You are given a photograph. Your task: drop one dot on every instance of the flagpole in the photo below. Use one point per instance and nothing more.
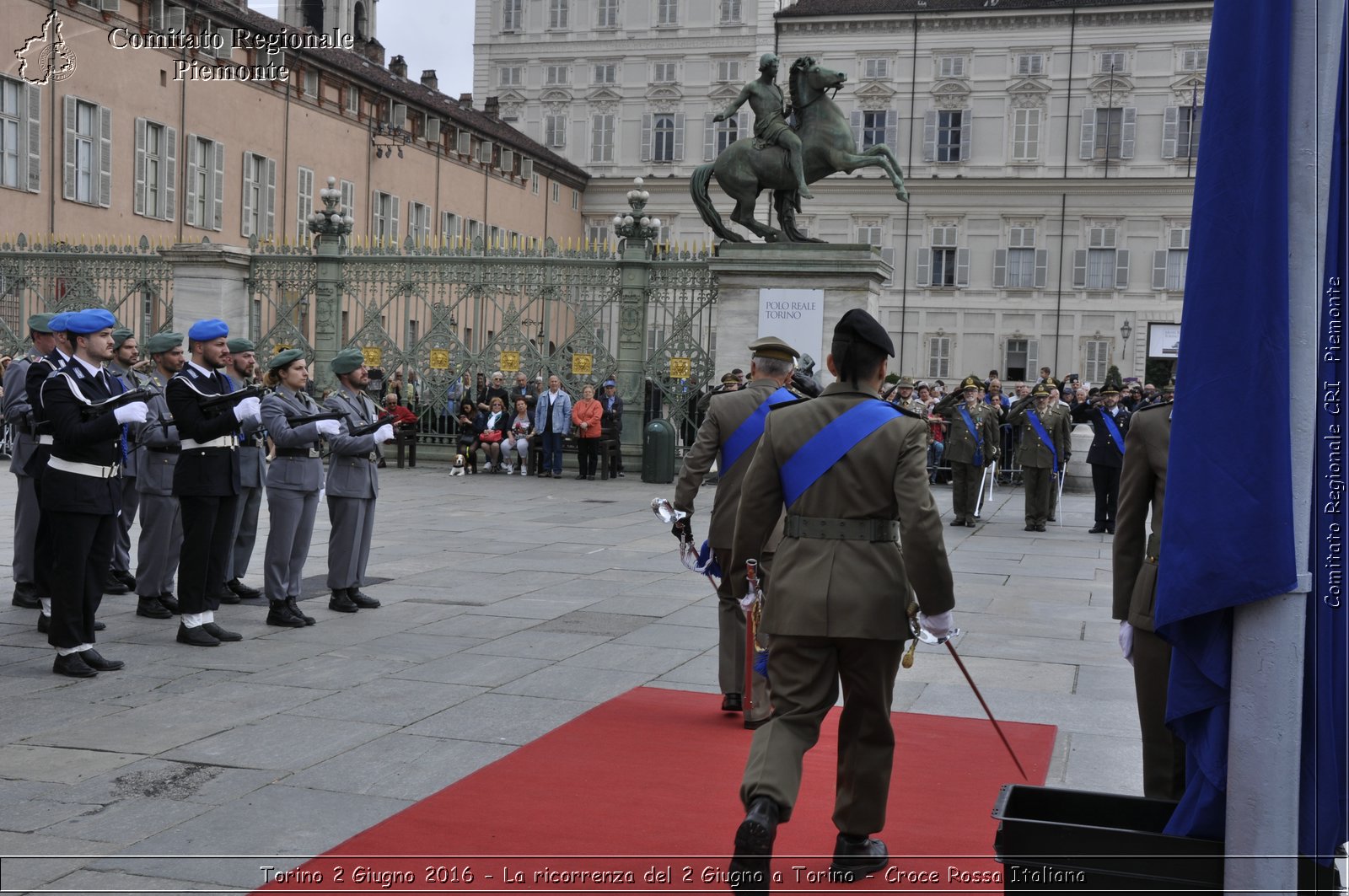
(1265, 736)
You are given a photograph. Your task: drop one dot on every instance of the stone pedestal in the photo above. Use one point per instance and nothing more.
(850, 276)
(209, 281)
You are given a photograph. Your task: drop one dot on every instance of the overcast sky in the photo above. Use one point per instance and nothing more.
(431, 34)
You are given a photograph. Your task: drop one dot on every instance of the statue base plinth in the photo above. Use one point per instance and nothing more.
(847, 276)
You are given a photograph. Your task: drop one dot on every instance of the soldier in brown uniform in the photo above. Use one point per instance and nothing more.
(852, 471)
(1143, 485)
(732, 431)
(1043, 453)
(971, 444)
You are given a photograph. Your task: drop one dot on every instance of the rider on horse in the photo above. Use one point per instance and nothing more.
(771, 127)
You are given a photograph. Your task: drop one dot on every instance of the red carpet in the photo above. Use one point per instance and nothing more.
(649, 781)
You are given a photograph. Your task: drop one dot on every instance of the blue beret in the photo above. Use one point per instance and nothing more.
(207, 330)
(89, 320)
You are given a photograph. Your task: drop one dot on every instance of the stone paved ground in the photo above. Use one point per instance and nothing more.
(510, 608)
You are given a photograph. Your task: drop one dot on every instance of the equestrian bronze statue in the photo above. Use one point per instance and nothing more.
(784, 159)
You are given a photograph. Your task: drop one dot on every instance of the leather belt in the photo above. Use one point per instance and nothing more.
(223, 442)
(830, 528)
(85, 469)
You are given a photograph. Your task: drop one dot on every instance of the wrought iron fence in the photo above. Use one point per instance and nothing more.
(51, 274)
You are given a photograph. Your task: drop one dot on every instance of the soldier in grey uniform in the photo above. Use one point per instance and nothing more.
(253, 473)
(732, 420)
(1045, 451)
(125, 358)
(161, 517)
(970, 446)
(852, 471)
(352, 483)
(293, 483)
(17, 413)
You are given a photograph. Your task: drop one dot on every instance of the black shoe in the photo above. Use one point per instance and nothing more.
(362, 599)
(245, 591)
(749, 869)
(856, 857)
(341, 602)
(222, 635)
(94, 662)
(152, 609)
(73, 666)
(281, 614)
(26, 597)
(197, 637)
(294, 610)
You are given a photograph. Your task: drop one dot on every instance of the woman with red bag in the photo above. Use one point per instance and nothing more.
(587, 415)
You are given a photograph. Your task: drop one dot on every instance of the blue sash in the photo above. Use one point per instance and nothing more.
(750, 431)
(1113, 429)
(829, 446)
(1039, 431)
(978, 439)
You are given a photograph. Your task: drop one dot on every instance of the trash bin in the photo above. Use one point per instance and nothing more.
(1056, 841)
(658, 451)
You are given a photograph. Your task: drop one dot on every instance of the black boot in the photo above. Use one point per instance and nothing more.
(152, 609)
(749, 869)
(281, 614)
(856, 857)
(341, 602)
(294, 612)
(362, 599)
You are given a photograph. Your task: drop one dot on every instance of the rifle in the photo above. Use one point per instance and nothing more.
(218, 404)
(132, 395)
(370, 429)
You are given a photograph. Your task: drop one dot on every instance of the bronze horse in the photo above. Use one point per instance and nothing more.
(827, 146)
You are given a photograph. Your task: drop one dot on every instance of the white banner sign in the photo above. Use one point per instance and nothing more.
(796, 316)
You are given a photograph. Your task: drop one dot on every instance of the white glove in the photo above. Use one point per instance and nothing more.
(249, 409)
(132, 413)
(938, 626)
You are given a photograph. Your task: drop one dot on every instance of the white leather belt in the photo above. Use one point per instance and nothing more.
(223, 442)
(85, 469)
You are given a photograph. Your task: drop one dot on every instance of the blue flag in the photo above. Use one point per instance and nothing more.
(1324, 794)
(1229, 537)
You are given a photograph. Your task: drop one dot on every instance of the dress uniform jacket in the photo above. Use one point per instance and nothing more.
(1032, 451)
(202, 471)
(846, 588)
(961, 444)
(1104, 449)
(1143, 485)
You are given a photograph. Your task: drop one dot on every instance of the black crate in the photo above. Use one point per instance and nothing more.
(1056, 841)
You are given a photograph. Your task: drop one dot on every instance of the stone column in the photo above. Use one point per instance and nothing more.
(850, 276)
(209, 281)
(634, 280)
(327, 300)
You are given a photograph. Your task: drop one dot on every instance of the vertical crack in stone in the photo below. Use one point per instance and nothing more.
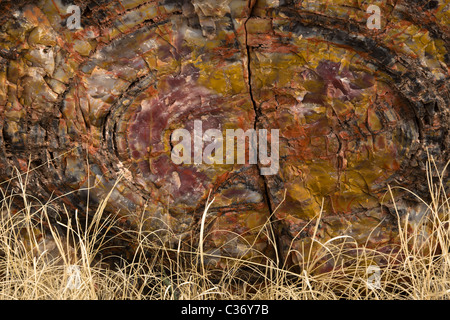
(258, 114)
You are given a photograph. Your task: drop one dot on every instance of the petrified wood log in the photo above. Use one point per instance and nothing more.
(356, 109)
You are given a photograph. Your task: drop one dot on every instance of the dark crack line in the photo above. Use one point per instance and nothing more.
(258, 115)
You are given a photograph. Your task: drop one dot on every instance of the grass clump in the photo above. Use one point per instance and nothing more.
(41, 259)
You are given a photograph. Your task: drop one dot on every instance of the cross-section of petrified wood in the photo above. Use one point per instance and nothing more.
(356, 108)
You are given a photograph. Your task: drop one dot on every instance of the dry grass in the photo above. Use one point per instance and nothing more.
(70, 264)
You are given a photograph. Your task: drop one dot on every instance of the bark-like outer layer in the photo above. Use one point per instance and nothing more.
(357, 109)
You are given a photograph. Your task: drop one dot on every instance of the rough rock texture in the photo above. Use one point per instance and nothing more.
(357, 109)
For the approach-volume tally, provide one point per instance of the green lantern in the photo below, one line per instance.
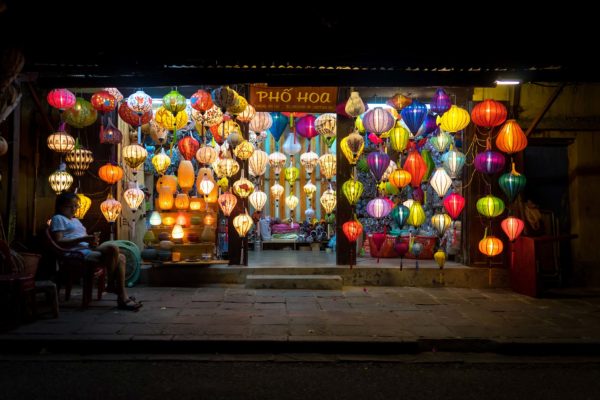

### [WHAT THIS TASK INVOLVES]
Copy out, in full, each line above that contains the string "crack".

### [FINAL ANSWER]
You are given a photograph. Your task: drop one dot on every instance of the vertical crack in stone in the photo below. Use one point per instance and nothing more.
You are given a photograph. Your task: drop one dot on every instance of the dark crack line in the photo above. Use one point per instance and nothing more.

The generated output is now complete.